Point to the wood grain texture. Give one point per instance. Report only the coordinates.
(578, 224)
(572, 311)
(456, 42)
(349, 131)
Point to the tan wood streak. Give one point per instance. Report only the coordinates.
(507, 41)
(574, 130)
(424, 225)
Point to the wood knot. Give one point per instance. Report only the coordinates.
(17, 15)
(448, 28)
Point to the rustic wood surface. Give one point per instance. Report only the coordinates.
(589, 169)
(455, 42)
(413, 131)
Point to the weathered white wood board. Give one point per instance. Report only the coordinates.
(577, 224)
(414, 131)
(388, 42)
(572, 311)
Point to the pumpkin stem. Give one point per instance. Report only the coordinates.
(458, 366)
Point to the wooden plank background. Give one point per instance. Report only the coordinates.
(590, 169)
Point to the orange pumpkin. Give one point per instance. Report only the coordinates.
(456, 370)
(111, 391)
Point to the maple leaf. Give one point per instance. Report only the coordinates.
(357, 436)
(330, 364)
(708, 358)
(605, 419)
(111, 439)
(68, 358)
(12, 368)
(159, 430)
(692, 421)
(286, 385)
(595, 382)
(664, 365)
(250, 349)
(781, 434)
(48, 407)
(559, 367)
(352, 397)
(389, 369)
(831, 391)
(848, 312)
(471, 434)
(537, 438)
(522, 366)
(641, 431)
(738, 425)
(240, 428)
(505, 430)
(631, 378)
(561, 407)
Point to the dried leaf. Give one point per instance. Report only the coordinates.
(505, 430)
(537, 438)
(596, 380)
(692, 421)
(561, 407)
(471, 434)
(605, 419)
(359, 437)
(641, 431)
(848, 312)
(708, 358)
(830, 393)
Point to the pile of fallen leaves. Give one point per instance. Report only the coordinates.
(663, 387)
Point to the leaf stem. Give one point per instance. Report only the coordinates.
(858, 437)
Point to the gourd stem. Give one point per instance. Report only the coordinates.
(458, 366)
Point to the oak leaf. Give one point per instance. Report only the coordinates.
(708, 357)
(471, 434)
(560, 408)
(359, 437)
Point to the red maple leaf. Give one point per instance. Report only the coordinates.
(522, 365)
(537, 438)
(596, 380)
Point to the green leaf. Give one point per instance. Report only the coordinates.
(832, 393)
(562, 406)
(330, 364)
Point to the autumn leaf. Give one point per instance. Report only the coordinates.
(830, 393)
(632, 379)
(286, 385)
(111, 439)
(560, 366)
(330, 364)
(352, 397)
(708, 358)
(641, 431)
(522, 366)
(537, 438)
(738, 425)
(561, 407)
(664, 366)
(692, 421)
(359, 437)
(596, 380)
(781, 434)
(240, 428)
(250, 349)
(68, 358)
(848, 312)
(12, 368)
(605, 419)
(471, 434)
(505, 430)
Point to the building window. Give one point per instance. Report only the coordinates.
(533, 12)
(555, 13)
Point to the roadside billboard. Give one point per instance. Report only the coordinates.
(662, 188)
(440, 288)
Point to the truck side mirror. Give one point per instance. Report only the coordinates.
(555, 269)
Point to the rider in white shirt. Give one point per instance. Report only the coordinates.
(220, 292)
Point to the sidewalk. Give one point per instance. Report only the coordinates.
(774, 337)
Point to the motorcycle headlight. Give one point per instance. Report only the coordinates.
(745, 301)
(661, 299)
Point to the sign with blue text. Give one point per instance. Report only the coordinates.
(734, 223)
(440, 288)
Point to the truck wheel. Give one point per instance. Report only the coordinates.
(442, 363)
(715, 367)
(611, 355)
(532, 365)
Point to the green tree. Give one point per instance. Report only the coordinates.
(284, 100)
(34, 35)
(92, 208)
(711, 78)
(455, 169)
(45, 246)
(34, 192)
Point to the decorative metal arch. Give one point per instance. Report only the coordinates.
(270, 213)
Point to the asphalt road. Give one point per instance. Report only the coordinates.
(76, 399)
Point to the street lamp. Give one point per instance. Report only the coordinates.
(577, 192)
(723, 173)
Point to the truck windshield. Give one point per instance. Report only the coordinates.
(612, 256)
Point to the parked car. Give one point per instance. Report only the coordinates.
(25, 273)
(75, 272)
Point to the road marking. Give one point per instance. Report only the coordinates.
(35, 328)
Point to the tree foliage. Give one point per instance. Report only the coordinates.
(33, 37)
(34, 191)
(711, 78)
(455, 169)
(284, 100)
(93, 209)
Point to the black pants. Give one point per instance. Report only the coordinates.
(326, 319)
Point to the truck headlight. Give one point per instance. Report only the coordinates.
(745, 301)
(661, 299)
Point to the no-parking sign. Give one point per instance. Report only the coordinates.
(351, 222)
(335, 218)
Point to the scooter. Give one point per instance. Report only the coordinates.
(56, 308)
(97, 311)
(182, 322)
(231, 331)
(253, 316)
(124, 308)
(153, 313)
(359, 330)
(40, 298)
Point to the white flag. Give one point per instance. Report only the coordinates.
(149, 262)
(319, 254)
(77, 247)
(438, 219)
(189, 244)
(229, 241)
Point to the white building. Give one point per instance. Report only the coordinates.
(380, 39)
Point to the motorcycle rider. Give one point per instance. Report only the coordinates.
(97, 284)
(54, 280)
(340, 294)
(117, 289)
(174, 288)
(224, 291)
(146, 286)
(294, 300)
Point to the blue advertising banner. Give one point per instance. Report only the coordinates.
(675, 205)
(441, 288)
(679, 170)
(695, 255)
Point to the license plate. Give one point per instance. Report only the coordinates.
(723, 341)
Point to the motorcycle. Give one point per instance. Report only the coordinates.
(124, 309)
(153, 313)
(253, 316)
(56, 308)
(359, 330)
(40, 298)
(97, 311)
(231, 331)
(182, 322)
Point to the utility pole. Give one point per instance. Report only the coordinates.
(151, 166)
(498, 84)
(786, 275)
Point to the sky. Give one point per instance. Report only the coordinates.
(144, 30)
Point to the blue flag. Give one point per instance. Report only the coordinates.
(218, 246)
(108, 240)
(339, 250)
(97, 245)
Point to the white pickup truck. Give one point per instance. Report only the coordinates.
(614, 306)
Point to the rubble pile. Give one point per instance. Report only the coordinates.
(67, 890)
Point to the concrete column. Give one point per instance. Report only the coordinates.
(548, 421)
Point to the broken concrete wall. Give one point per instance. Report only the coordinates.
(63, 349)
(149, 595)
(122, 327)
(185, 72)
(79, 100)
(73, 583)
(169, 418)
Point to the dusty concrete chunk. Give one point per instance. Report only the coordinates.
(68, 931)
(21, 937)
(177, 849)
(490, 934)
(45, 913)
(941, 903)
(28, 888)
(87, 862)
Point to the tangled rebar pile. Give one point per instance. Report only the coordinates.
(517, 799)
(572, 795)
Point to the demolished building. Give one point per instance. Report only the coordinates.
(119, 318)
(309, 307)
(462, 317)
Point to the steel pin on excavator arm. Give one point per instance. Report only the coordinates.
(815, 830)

= = =

### WHAT IS ASKED
Extract each entry in full, exactly as given.

### WRITTEN ANSWER
Point to the wood grain texture. Give one point per instance. Report only the coordinates.
(578, 224)
(572, 311)
(456, 42)
(349, 131)
Point to the tan wood streak. Give one point per instance. Report only the coordinates.
(507, 41)
(574, 130)
(424, 225)
Point to the wood knot. Give one point per instance. Report only the coordinates.
(17, 15)
(448, 28)
Point to the rustic wood surface. Give one point per instance. Report only the coordinates.
(589, 169)
(455, 42)
(413, 131)
Point to the weathered white wood board. Give one point per instance. Report only the coordinates.
(577, 224)
(414, 131)
(388, 42)
(572, 311)
Point to the pumpkin stem. Give one point per instance. Report only the coordinates.
(458, 366)
Point to the wooden plank background. Give one point per instance. Report only the coordinates.
(590, 169)
Point to the orange pumpkin. Give one point per instance. Report only the coordinates.
(456, 370)
(111, 391)
Point to the maple leaf. Give one point per instance. Report only the coordinates.
(357, 436)
(330, 364)
(708, 358)
(605, 419)
(111, 439)
(68, 358)
(12, 368)
(159, 430)
(692, 421)
(286, 385)
(595, 382)
(664, 365)
(250, 349)
(781, 434)
(48, 407)
(559, 367)
(352, 397)
(389, 369)
(831, 391)
(848, 312)
(471, 434)
(537, 438)
(522, 366)
(641, 431)
(738, 425)
(240, 428)
(505, 430)
(631, 378)
(561, 407)
Point to the dried leaf. Give one point per instance. Report only the coordinates.
(505, 430)
(537, 438)
(596, 380)
(692, 421)
(561, 407)
(471, 434)
(605, 419)
(359, 437)
(641, 431)
(848, 312)
(708, 358)
(830, 393)
Point to the pile of fallen leaves. Give one point per instance. Report only the coordinates.
(663, 387)
Point to the leaf stem. Give one point per instance. Report only the coordinates.
(858, 437)
Point to the gourd stem. Give one point per instance. Report only the coordinates.
(458, 366)
Point to the oak leaf. Give one point per instance. Report only the coordinates.
(708, 357)
(471, 434)
(560, 408)
(359, 437)
Point to the red maple leaf. Give one point per instance. Report only the coordinates.
(522, 365)
(537, 438)
(596, 380)
Point to the green leaf. Give one point per instance. Report only the coordinates.
(832, 393)
(562, 406)
(330, 364)
Point to the autumn leaf. Give one point per instance. Report only the coordinates.
(830, 393)
(632, 379)
(286, 385)
(111, 439)
(560, 366)
(330, 364)
(352, 397)
(708, 358)
(641, 431)
(522, 366)
(537, 438)
(738, 425)
(561, 407)
(664, 366)
(692, 421)
(359, 437)
(596, 380)
(781, 434)
(240, 428)
(250, 349)
(68, 358)
(848, 312)
(12, 368)
(605, 419)
(471, 434)
(505, 430)
Point to the building window. Give one point per instance. Report only the coordinates.
(533, 12)
(555, 13)
Point to the roadside billboard. Give one point per instance. Report only the coordinates.
(662, 188)
(440, 288)
Point to the truck side mirror. Give one point per instance. Report only the coordinates.
(555, 269)
Point to the rider in white shirt. Give one point per instance. Report only the coordinates.
(220, 292)
Point to the sidewalk. Give one point per instance. Report only the coordinates.
(774, 337)
Point to the motorcycle headlight. Give one point per instance. Report only the coordinates.
(745, 301)
(661, 299)
Point to the sign with blue text. Give one point per instance. Report only the coordinates.
(734, 223)
(440, 288)
Point to the truck wheel. Give one point per instance. Report only the coordinates.
(442, 363)
(715, 367)
(611, 355)
(532, 365)
Point to the green tree. Give one point per instance. Report only the coordinates.
(284, 100)
(34, 35)
(92, 208)
(711, 78)
(455, 169)
(45, 246)
(34, 192)
Point to the decorative metal arch. Give one point per instance. Report only the coordinates.
(270, 213)
Point to the asphalt road. Give one point per instance. Report only the coordinates.
(76, 399)
Point to the street lamp. Give one point per instance. Report only the coordinates.
(577, 192)
(723, 173)
Point to the truck windshield. Give one point per instance. Report only the coordinates.
(612, 256)
Point to the parked car. Give one point per instance. Report only the coordinates.
(25, 273)
(75, 272)
Point to the road marking. Give one point per instance. Report only the coordinates.
(35, 328)
Point to the tree foliage. Give one point per instance. Report only the coordinates.
(33, 37)
(34, 191)
(711, 78)
(455, 169)
(284, 100)
(93, 209)
Point to the black pants. Give one point per instance. Report only the coordinates.
(326, 319)
Point to the truck headlight. Give one point per instance. Report only the coordinates.
(745, 301)
(661, 299)
Point to the no-parking sign. Give one point per instance. Report only the coordinates.
(351, 222)
(335, 218)
Point to the scooter. Give one point per instance. Report only the coordinates.
(56, 308)
(97, 311)
(182, 322)
(231, 331)
(253, 316)
(124, 308)
(153, 313)
(359, 330)
(40, 298)
Point to the white flag. Give one point per instance. Report only the coordinates.
(149, 262)
(319, 254)
(77, 247)
(438, 219)
(189, 244)
(229, 241)
Point to the white building. Give one point per instance. Report only the coordinates.
(380, 39)
Point to the motorcycle rider. Give one point per instance. Report only the coordinates.
(97, 284)
(54, 280)
(340, 294)
(117, 289)
(174, 288)
(224, 291)
(146, 286)
(294, 300)
Point to the blue advertising banner. Give one point per instance. Report only the coordinates.
(675, 205)
(441, 288)
(679, 170)
(695, 255)
Point to the license plate. Give one point per instance. Report only the coordinates.
(723, 341)
Point to the motorcycle. Give one point per instance. Report only the coordinates.
(124, 309)
(153, 313)
(253, 316)
(56, 308)
(359, 330)
(40, 298)
(97, 311)
(231, 331)
(182, 322)
Point to the utility pole. Give one point per instance. Report only the coordinates.
(151, 166)
(498, 84)
(786, 275)
Point to the sky. Give one point per instance. Report only the coordinates.
(144, 30)
Point to the blue flag. Give one point per instance. Report only the coordinates.
(218, 246)
(108, 240)
(339, 250)
(97, 245)
Point to the white pickup truck. Give one point per instance. Report only the coordinates.
(614, 306)
Point to the rubble pile. Give one point per instance. Report only the coordinates.
(67, 890)
Point to the concrete column. Give one point per instance. Report only the coordinates.
(548, 421)
Point to the broken concrete wall. Give one point per instance. Report only the coordinates.
(63, 349)
(149, 595)
(122, 327)
(185, 72)
(79, 100)
(73, 583)
(169, 418)
Point to the dusty concrete chunk. Give one point per instance. Report only the coordinates.
(68, 931)
(21, 937)
(177, 849)
(490, 934)
(45, 913)
(941, 903)
(28, 888)
(87, 862)
Point to the tangled rebar pile. Give one point per instance. Report only the coordinates.
(517, 799)
(572, 795)
Point to the demolished building. Give one point per instance. Report only the coordinates.
(119, 318)
(309, 307)
(462, 317)
Point to the steel pin on excavator arm. Give one point per instance. Report only the coordinates.
(815, 830)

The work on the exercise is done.